→ **ORDEM DE TRABALHO 1**
Com base no texto sobre a gata no quintal, explique por que Richard considerava que cortar os bigodes da gata equivalia a cegá-la.
→ **ORDEM DE TRABALHO 2**
Prossiga com o texto sobre a gata no quintal, começando logo depois da última frase apresentada.

→ **TEXTO**
#####

A gata estava no quintal, para em um dos cantos do jardim.
- Lamento muito por isso – disse a vizinha. – Normalmente eu consigo convencê-la a ir para casa – o rosto tremeu um pouco quando ela se aproximou da gata laranja. – Vem agora, querida – a gata sibilou e bateu na mão da mulher, depois correi de volta para o canto. [...]
A barriga vazia da gata balançava, os mamilos se arrastavam no chão. Quando chegou mais perto, Richard viu que seus bigodes tinham sido cortados. Ele sabia que cortar os bigodes era o mesmo que cegar; os animais os usavam para sentir aquilo que seus olhos não podiam ver. Richard deu uma olhada na casa. As cortinas estavam fechadas.
Foi até onde a gata estava sentada e futucou o chão com o pé. O sapato de Richard afundou na terra macia e, quando ele tocou o que tinha sido enterrado ali, sentiu seu ânimo desabando junto com a ponta do seu sapato, um mergulho na tristeza. Ele pensou no que estava surgindo. Havia vermes, ele podia senti-los, e grãos minúsculos abriam caminho, entrando em suas meias.

#####

→ **LINHAS FORNECIDAS**

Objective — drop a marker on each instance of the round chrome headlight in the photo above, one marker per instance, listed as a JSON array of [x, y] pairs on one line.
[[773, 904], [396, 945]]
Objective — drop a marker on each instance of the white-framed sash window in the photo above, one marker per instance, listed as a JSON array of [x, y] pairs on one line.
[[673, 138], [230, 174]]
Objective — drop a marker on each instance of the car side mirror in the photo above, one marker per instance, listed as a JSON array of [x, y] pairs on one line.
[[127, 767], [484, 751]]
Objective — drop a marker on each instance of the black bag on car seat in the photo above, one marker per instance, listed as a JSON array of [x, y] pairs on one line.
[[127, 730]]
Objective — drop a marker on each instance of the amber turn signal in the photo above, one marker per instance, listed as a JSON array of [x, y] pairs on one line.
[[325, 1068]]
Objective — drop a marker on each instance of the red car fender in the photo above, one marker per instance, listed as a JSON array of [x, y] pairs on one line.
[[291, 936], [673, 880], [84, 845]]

#####

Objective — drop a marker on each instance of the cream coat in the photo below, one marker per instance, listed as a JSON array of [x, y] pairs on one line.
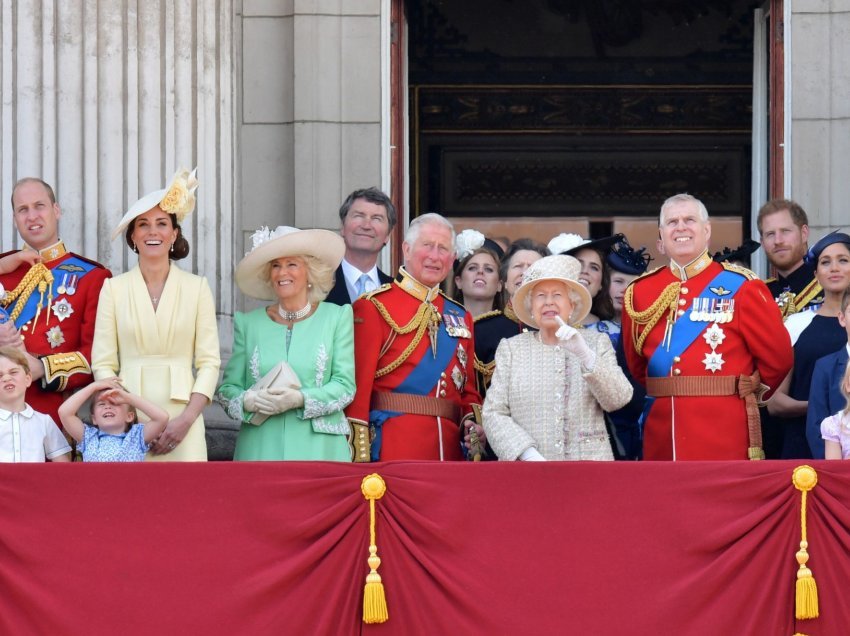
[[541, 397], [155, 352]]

#####

→ **RESPOSTA ESCRITA 1**
Segundo o texto, os animais usam os bigodes para sentir aquilo que os olhos não conseguem ver. Sem eles, a gata perde esse meio de perceber o que está ao redor, e por isso Richard via o corte como o mesmo que cegá-la.

→ **RESPOSTA ESCRITA 2**
Hannah Tinti, "Verdadeiros animais"
Editora Rocco, 2004
*São 11 contos, este é o décimo. Em todos, os animais são personagens que correm à margem; se ausentes, porém, não haveria sentido para as histórias. Um livro que eu gostaria de ter escrito. O título em inglês é "Animal crackers", aqueles biscoitinhos em forma de bicho - aliás, foi assim que a editora original fez a divulgação: distribuindo latas desses biscoitinhos para a imprensa junto com o livro.